# Passage shown:

In the standard PbD formulation of this problem, a parametrised function is learned, mapping from state, x_t, which denotes the current position of the demonstrator’s hand to ${\dot{x}}_{t}$ , the hand’s displacement. In our case, since the environment is partially observable, we have a belief or probability density function, p(x_t|z_0:t), which is conditioned on all sensing information, z (the subscript, 0:t, indicates the time slice which ranges from t=0 to the current time t=t) over the state space at any given point in time. We seek to learn this mapping, $f : p (x_{t} | z_{0 : t}) \mapsto \dot{x}$ , from demonstrations. During each demonstration, we record a set of variables consisting of the following:

1.
${\dot{x}}_{t} \in ℝ^{3}$
, velocity of the hand in Cartesian space, which is normalised.
2.
${\hat{x}}_{t} = arg max_{x_{t}} p (x_{t} | z_{0 : t})$
, the most likely position of the end effector or believed position.
3.
$U \in ℝ$
, the level of uncertainty which is the entropy of the belief: H(p(x _t|z _0:t)).

A statistical controller was learned from a data set of triples ${(x, \hat{x}, U)}$ , and a desired direction (normalised velocity) was obtained from conditioning on the belief and uncertainty.

Having described the experiment, we proceed to give an in-depth description of the mathematical representation of the belief, sensing and motion models and the uncertainty.

Belief model

A human’s belief of his location in an environment can be multi-modal or uni-modal, Gaussian or non-Gaussian and may change from one distribution to another. We chose a particle filter to be able to represent such a wide range of probability distributions. A particle filter is a Bayesian probabilistic method which recursively integrates dynamics and sensing to estimate a posterior from a prior probability density. The particle filter has two elements. The first estimates a distribution over the possible next state given dynamics, and the second corrects it through integrating sensing. Given a motion model $p (x_{t} | x_{t - 1}, {\dot{x}}_{t})$ and a sensing model p(z_t|x_t), we recursively apply a prediction phase where we incorporate motion to update the state and an update phase where the sensing data is used to compute the state’s posterior distribution. The two steps are depicted below:

\begin{align} p (x_{t} | z_{0 : t - 1}) & = & \int p (x_{t} | x_{t - 1}, {\dot{x}}_{t}) p (x_{t - 1} | z_{0 : t - 1}) {dx}_{t - 1} \end{align}

(1)

# Tasks for this exercise:
1) In the passage on learning hand motion under uncertainty, how is the uncertainty level U defined?
2) Continue the passage on learning hand motion under uncertainty from where it stops.

# Provided material:

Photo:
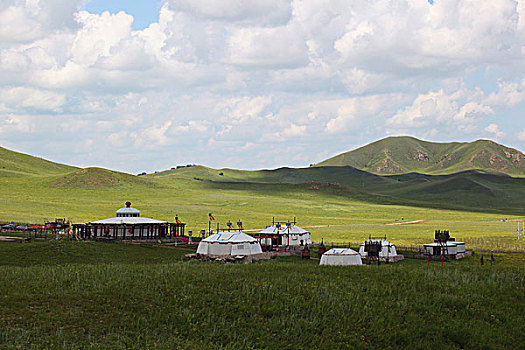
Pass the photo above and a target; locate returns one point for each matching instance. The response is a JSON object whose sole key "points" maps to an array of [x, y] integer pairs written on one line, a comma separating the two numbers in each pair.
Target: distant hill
{"points": [[402, 155], [16, 164], [97, 177], [475, 190]]}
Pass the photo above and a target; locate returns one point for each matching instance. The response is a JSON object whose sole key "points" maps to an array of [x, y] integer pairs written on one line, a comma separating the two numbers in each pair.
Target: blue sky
{"points": [[144, 12], [148, 85]]}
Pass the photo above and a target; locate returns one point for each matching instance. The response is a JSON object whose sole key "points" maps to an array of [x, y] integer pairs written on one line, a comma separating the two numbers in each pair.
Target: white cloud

# Per-task answers:
1) U is the entropy of the belief, H(p(x_t|z_0:t)).

2)
\begin{align} p (x_{t} | z_{0 : t}) & = & \frac{p (z_{t} | x_{t}) p (x_{t} | z_{0 : t - 1})}{p (z_{t} | z_{0 : t - 1})} \end{align}

(2)

The probability distribution over the state p(x_t|z_0:t) is represented by a set of weighted particles which represent hypothetical locations of the end effector and their density which is proportional to the likelihood. The particular particle filter used was the regularised sequential importance sampling[23], p. 182. From the previous literature [19], it has been shown that there is a similarity between Bayes update rule and the way humans integrate information over time. Under this assumption, we hypothesise that if the initial belief of the human is known then the successive update steps of the particle filter should correspond to a good approximation of the next beliefs.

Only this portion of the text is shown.